● Directions for this task: Reproduce each of the items below word for word, line by line, without changing anything.

________________________

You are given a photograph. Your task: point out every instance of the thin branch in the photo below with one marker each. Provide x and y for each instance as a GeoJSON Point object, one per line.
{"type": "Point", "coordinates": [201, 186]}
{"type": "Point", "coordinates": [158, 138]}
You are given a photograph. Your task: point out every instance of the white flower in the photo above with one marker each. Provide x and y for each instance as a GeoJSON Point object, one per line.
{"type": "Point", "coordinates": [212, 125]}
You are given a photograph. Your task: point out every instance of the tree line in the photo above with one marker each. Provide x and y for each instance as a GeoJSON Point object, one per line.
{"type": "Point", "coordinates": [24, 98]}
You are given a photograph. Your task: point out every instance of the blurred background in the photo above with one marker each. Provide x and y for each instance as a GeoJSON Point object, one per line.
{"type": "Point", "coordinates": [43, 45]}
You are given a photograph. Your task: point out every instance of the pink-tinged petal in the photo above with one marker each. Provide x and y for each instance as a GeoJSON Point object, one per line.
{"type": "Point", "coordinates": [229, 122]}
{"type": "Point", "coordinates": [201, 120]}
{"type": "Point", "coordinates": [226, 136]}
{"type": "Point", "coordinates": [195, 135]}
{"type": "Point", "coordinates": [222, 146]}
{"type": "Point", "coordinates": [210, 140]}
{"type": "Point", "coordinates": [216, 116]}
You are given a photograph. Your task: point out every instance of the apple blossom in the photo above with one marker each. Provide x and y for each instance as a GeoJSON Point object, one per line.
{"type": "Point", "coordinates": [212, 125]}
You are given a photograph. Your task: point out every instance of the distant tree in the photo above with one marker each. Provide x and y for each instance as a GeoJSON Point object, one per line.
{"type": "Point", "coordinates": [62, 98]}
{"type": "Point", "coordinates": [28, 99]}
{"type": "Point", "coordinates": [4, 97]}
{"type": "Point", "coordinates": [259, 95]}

________________________

● Response to this task:
You are given a photograph. Your task: point out every instance of the thin branch in the photo below with one marker each. Provide x and y for each instance as a GeoJSON Point object, one per line.
{"type": "Point", "coordinates": [201, 186]}
{"type": "Point", "coordinates": [158, 138]}
You are given a photograph. Your task: point out every instance of the white flower in the photo above with one marker each. Provide x and y for each instance as a GeoJSON Point object, one per line.
{"type": "Point", "coordinates": [212, 125]}
You are given a photograph. Your task: point out every instance of the tree line in the photo above with one marker each. Provide x and y for each instance as a GeoJSON Point object, one per line.
{"type": "Point", "coordinates": [24, 98]}
You are given a photograph. Your task: point out every instance of the blurred background in the photo above with one marker each. Provide x and y for each instance as a GeoJSON Point object, one per line.
{"type": "Point", "coordinates": [43, 45]}
You are given a photograph. Your task: point out every instance of the pink-tinged petal in the photo above with one marker each. Provide x and y for each instance as a GeoJSON Point object, one per line.
{"type": "Point", "coordinates": [229, 122]}
{"type": "Point", "coordinates": [201, 120]}
{"type": "Point", "coordinates": [226, 136]}
{"type": "Point", "coordinates": [195, 135]}
{"type": "Point", "coordinates": [222, 146]}
{"type": "Point", "coordinates": [210, 140]}
{"type": "Point", "coordinates": [216, 116]}
You are given a photograph. Your task: point out every instance of the apple blossom in the photo above with one marker each. Provide x and y for each instance as a GeoJSON Point object, one per line.
{"type": "Point", "coordinates": [212, 125]}
You are given a photograph. Your task: point out every instance of the distant tree in the photo above with one marker each. Provide x and y for each instance as a GeoJSON Point object, one per line.
{"type": "Point", "coordinates": [62, 98]}
{"type": "Point", "coordinates": [28, 99]}
{"type": "Point", "coordinates": [4, 97]}
{"type": "Point", "coordinates": [259, 95]}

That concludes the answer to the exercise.